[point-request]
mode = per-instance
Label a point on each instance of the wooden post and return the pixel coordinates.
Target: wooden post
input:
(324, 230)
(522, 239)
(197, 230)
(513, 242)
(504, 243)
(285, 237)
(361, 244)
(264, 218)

Directions for this task
Tally the lines of the material that include "wooden". Only the total should be given.

Exercise result
2